Skip to content

Database Tuning Overview

Why Database Tuning Matters

The database is the bottleneck of most web applications. A poorly tuned database turns a fast application into a slow one, regardless of how optimized the application code is. A single unindexed query can consume 1,000x more resources than necessary. A misconfigured connection pool can cause cascading failures under load. An unvacuumed table can slow queries by orders of magnitude.

Database tuning is not optional for production systems. It is the difference between a system that handles 100 queries/second and one that handles 10,000 queries/second on the same hardware.

The Cost of Ignorance

Real numbers from production PostgreSQL databases:

ProblemBefore TuningAfter TuningImprovement
Missing index2.3s per query0.8ms per query2,875x
N+1 queries150 queries/request2 queries/request75x reduction
Connection pool too small200ms p99 acquire2ms p99 acquire100x
No vacuum50ms simple scan5ms simple scan10x
Inefficient query30s analytics report200ms with materialized view150x

Historical Context

PostgreSQL has been in development since 1986 (as POSTGRES at UC Berkeley). Its query planner is one of the most sophisticated in any open-source database, evolved over 40 years. Understanding how the planner works — what statistics it uses, how it estimates costs, and when it gets things wrong — is essential for effective tuning.

First Principles

How PostgreSQL Executes a Query

  1. Parser: Converts SQL text into a parse tree. Validates syntax.
  2. Rewriter: Applies rules (views, row-level security).
  3. Planner: Generates execution plans and picks the cheapest. Uses table statistics.
  4. Executor: Runs the chosen plan, fetching data from storage.
  5. Storage: Manages pages (8KB blocks) in the buffer pool and on disk.

The Cost Model

PostgreSQL's planner estimates the cost of each plan using a simple model:

Total Cost=seq_page_cost×Pseq+random_page_cost×Prand+cpu_tuple_cost×Ntuples+cpu_operator_cost×Nops

Default values:

  • seq_page_cost = 1.0
  • random_page_cost = 4.0 (random I/O is 4x more expensive on spinning disks; set to 1.1 for SSD)
  • cpu_tuple_cost = 0.01
  • cpu_operator_cost = 0.0025

The planner picks the plan with the lowest estimated total cost. When the estimates are wrong (due to stale statistics, correlated columns, or bad cardinality estimates), the planner picks the wrong plan.

> [INPUT DATA]
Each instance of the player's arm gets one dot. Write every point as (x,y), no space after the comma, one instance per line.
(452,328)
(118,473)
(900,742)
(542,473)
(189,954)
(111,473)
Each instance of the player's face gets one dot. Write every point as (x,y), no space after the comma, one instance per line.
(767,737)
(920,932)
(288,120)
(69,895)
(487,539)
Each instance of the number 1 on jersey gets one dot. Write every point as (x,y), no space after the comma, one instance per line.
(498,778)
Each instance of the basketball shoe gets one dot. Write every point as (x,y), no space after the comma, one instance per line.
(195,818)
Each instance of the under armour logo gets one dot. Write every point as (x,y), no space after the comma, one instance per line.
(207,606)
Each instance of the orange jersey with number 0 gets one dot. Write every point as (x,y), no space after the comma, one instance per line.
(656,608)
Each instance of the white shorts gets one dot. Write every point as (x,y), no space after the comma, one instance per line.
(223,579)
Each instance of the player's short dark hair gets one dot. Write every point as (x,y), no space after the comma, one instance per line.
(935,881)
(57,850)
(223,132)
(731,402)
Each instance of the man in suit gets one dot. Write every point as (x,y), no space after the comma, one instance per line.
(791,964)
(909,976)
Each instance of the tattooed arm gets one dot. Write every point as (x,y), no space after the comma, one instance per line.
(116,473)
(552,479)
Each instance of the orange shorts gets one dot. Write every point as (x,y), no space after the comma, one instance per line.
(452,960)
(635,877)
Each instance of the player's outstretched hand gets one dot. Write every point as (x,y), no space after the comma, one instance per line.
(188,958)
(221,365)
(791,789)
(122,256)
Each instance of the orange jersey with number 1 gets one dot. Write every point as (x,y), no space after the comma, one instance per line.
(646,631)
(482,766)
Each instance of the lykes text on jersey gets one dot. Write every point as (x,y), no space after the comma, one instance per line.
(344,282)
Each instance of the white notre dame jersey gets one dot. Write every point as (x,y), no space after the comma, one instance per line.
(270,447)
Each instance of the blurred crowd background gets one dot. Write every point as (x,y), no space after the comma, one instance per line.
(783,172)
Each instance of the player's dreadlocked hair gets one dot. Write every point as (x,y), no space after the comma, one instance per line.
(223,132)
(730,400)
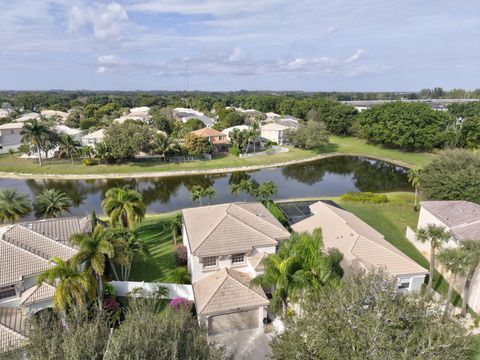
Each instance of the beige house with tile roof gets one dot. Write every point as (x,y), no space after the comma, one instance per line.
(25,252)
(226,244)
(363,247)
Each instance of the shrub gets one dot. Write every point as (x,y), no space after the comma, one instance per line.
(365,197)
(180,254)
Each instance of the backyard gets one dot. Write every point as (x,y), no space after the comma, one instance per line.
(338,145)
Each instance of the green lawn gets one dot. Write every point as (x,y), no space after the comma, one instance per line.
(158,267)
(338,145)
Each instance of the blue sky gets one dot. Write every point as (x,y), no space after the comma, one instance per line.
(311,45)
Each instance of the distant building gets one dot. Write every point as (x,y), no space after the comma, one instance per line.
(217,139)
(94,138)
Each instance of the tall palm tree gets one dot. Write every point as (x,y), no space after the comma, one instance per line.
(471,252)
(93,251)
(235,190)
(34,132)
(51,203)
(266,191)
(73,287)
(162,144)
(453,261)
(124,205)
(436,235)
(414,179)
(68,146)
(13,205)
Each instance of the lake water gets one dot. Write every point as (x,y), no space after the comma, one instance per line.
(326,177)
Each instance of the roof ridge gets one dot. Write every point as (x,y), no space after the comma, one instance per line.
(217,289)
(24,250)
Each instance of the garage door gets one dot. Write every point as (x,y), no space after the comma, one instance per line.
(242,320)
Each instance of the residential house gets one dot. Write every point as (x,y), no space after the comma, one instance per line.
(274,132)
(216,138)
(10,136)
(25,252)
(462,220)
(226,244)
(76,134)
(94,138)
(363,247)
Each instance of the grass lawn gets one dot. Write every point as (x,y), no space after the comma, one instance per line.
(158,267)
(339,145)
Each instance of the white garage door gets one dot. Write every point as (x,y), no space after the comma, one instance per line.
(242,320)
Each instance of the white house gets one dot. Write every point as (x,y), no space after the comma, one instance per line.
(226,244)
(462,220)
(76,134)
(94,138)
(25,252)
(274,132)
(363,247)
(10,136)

> [DIRECTIVE 1]
Which lines of the records contain the word "house"? Pick out each of those lines and copy it.
> [DIRECTIVE 2]
Can you go on with the database tuning overview, picking up after its last sentence?

> [EXERCISE RESULT 1]
Each instance of the beige house with tile roof gets one dot. Write every point as (x,y), no space after the comma, one instance per line.
Each instance of the residential house gets one dot. Write every point as (x,y), no space after the comma, one instance per line.
Each instance of the white house gets one dot. Write every point as (x,y), no space after the comma, one instance per line.

> [EXERCISE RESULT 2]
The Three Axes of Tuning

Core Configuration Parameters

Memory Settings

sql
-- shared_buffers: The database's page cache
-- Rule: 25% of total RAM, up to 8GB for most workloads
ALTER SYSTEM SET shared_buffers = '4GB';

-- work_mem: Memory per sort/hash operation (per query, per operation!)
-- 100 concurrent queries with 2 sort operations each = 200 * work_mem
-- Rule: total_ram / (max_connections * 2-4 * expected_operations)
ALTER SYSTEM SET work_mem = '64MB';

-- maintenance_work_mem: Memory for VACUUM, CREATE INDEX, etc.
-- Can be much larger since these run infrequently
ALTER SYSTEM SET maintenance_work_mem = '1GB';

-- effective_cache_size: Hint to planner about total cache available
-- Including OS page cache. Rule: 75% of total RAM
ALTER SYSTEM SET effective_cache_size = '12GB';

Connection Settings

sql
-- max_connections: Total allowed connections
-- Lower is better! Each connection uses ~10MB of memory
-- Use connection pooling (PgBouncer) for many clients
ALTER SYSTEM SET max_connections = '100';

-- For applications using PgBouncer:
-- PgBouncer max_client_conn = 1000 (many app connections)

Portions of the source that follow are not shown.